Consigne A:
Recopiez à l'identique les lignes des entrées, du début des entrées jusqu'à la ligne contenant « pixel 526 369 », cette dernière comprise.

L’éléphant blanc de Tel-Aviv

La « nouvelle » gare routière centrale croupit dans un semi-abandon, avec un monde clandestin étrange, presque invisible, bourdonnant d’activité

L'éléphant blanc de Tel-Aviv (photo credit: AVI KATZ)
L'éléphant blanc de Tel-Aviv
(photo credit: AVI KATZ)
C’est l’histoire d’un énorme éléphant blanc au sud de Tel-Aviv, la nouvelle gare routière centrale. Elle n’est cependant ni nouvelle – âgée aujourd’hui d’un demi-siècle – ni centrale.
En fait, « nouvelle » est doublement superflu car « l’ancienne » gare routière centrale a été démolie en 2009 et n’existe plus. Pourtant, elle restera sans doute à jamais « nouvelle ».
Pendant 20 ans, jusqu’en 2010, lorsque la gare centrale de New Delhi a ouvert en Inde, le terminal était le plus important du genre au monde. Aujourd’hui, il croupit dans un quasi-abandon, avec un monde clandestin étrange, presque invisible, qui bourdonne d’activité, où se côtoient des immigrés érythréens et une colonie florissante de chauves-souris.
Exemple classique d’une vision architecturale de grande envergure, aux yeux plus grands que le ventre.
A Haïfa, la gare routière centrale et la gare ferroviaire sont situées au même endroit. Mais la station Haganah de Tel-Aviv est assez éloignée de la nouvelle gare de bus – près d’un kilomètre en voiture – une simple erreur de plus pour cette dernière.
Selon Tsvi Efrat, professeur d’architecture à l’Académie Betzalel d’art et de design à Jérusalem, la nouvelle gare routière centrale de Tel-Aviv est née d’une tendance qui a dominé l’architecture dans les années 1960 et 1970 : voir grand.
Les architectes voulaient construire des structures gigantesques, une approche qui a engendré des points chauds problématiques, en Israël et dans le monde. Aujourd’hui, la tendance est à des stations de bus et de train plus petites et décentralisées.

Consigne B:
Reprenez l'extrait de l'article sur la gare routière de Tel-Aviv qui commence aux mots « Selon Tsvi Efrat, professeur » et finit aux mots « et 1970 : voir grand. », en y remplaçant « Jérusalem » par « Haïfa ».

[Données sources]

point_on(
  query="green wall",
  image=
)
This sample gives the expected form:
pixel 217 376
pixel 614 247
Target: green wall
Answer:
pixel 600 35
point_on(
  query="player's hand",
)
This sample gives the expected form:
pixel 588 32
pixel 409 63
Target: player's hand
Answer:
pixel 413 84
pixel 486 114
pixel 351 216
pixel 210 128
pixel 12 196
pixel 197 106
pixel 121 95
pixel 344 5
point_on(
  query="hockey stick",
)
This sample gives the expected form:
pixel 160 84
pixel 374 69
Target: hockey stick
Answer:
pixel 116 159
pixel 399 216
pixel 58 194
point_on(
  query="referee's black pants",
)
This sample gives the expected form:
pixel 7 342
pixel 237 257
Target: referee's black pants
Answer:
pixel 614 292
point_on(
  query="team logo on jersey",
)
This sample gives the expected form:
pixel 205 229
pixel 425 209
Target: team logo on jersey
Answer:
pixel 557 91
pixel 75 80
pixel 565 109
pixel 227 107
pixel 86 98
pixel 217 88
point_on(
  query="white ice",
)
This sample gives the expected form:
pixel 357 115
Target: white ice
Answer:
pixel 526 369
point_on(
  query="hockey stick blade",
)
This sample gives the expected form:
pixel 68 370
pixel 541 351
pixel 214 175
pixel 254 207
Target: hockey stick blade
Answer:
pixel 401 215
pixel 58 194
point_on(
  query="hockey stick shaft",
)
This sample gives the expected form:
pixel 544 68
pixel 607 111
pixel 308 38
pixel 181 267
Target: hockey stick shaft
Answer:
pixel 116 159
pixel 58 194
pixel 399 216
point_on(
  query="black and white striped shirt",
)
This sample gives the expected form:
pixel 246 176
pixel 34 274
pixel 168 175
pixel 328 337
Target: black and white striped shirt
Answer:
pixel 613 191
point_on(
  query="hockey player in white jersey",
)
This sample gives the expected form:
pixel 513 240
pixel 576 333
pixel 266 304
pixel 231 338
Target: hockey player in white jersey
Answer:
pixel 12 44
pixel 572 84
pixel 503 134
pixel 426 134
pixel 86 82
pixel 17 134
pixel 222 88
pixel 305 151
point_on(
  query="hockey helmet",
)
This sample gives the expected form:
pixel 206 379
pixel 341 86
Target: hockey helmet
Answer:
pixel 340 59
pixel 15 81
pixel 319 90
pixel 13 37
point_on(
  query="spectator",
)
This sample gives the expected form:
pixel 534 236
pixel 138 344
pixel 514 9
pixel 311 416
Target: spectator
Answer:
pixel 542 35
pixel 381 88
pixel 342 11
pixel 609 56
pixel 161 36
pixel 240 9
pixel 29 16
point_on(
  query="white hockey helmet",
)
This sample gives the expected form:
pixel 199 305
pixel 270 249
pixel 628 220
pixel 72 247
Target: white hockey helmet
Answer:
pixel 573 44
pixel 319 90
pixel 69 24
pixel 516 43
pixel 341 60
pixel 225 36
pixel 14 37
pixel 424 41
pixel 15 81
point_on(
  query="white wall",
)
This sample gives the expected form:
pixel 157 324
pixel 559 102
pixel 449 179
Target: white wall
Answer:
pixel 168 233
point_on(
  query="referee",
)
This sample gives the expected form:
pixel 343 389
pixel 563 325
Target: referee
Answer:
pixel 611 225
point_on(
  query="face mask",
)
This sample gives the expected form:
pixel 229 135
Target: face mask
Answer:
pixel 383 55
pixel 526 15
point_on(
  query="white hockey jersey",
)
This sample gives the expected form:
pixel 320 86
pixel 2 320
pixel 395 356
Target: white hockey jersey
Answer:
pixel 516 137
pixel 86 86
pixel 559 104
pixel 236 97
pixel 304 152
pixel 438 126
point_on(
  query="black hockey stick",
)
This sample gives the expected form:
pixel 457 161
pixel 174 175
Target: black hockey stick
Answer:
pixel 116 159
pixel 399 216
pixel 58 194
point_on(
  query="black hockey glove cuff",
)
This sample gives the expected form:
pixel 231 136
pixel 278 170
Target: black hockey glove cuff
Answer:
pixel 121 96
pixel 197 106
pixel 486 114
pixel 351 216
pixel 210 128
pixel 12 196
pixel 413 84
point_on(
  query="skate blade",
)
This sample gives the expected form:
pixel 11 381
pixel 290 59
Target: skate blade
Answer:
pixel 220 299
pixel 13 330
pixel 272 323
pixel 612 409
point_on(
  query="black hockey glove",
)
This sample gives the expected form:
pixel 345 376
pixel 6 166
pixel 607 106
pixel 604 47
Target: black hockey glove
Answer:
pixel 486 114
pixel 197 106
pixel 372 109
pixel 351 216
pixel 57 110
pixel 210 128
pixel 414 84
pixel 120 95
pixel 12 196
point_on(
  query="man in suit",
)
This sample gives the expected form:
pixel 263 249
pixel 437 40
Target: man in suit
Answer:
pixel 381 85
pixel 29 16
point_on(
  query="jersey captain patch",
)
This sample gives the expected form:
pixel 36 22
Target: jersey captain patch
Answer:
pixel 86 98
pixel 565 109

Réponse complète A:
point_on(
  query="green wall",
  image=
)
This sample gives the expected form:
pixel 217 376
pixel 614 247
Target: green wall
Answer:
pixel 600 35
point_on(
  query="player's hand",
)
This sample gives the expected form:
pixel 588 32
pixel 409 63
Target: player's hand
Answer:
pixel 413 84
pixel 486 114
pixel 351 216
pixel 210 128
pixel 12 196
pixel 197 106
pixel 121 95
pixel 344 5
point_on(
  query="hockey stick",
)
This sample gives the expected form:
pixel 160 84
pixel 374 69
Target: hockey stick
Answer:
pixel 116 159
pixel 399 216
pixel 58 194
point_on(
  query="referee's black pants",
)
This sample gives the expected form:
pixel 7 342
pixel 237 257
Target: referee's black pants
Answer:
pixel 614 292
point_on(
  query="team logo on jersey",
)
This sample gives the expected form:
pixel 205 229
pixel 425 209
Target: team logo on jersey
Answer:
pixel 557 91
pixel 75 80
pixel 565 109
pixel 227 107
pixel 86 98
pixel 217 88
point_on(
  query="white ice",
)
This sample gives the expected form:
pixel 357 115
Target: white ice
Answer:
pixel 526 369

Réponse complète B:
Selon Tsvi Efrat, professeur d’architecture à l’Académie Betzalel d’art et de design à Haïfa, la nouvelle gare routière centrale de Tel-Aviv est née d’une tendance qui a dominé l’architecture dans les années 1960 et 1970 : voir grand.